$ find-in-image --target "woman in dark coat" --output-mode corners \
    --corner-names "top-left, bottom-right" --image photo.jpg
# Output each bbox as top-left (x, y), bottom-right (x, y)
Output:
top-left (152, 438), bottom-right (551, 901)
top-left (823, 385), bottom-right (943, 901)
········
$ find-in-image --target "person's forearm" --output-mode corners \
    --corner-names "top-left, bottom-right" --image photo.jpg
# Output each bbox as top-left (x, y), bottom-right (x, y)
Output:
········
## YOUR OBJECTIVE
Count the lines in the material above that contain the string "find". Reply with the number only.

## TASK RESULT
2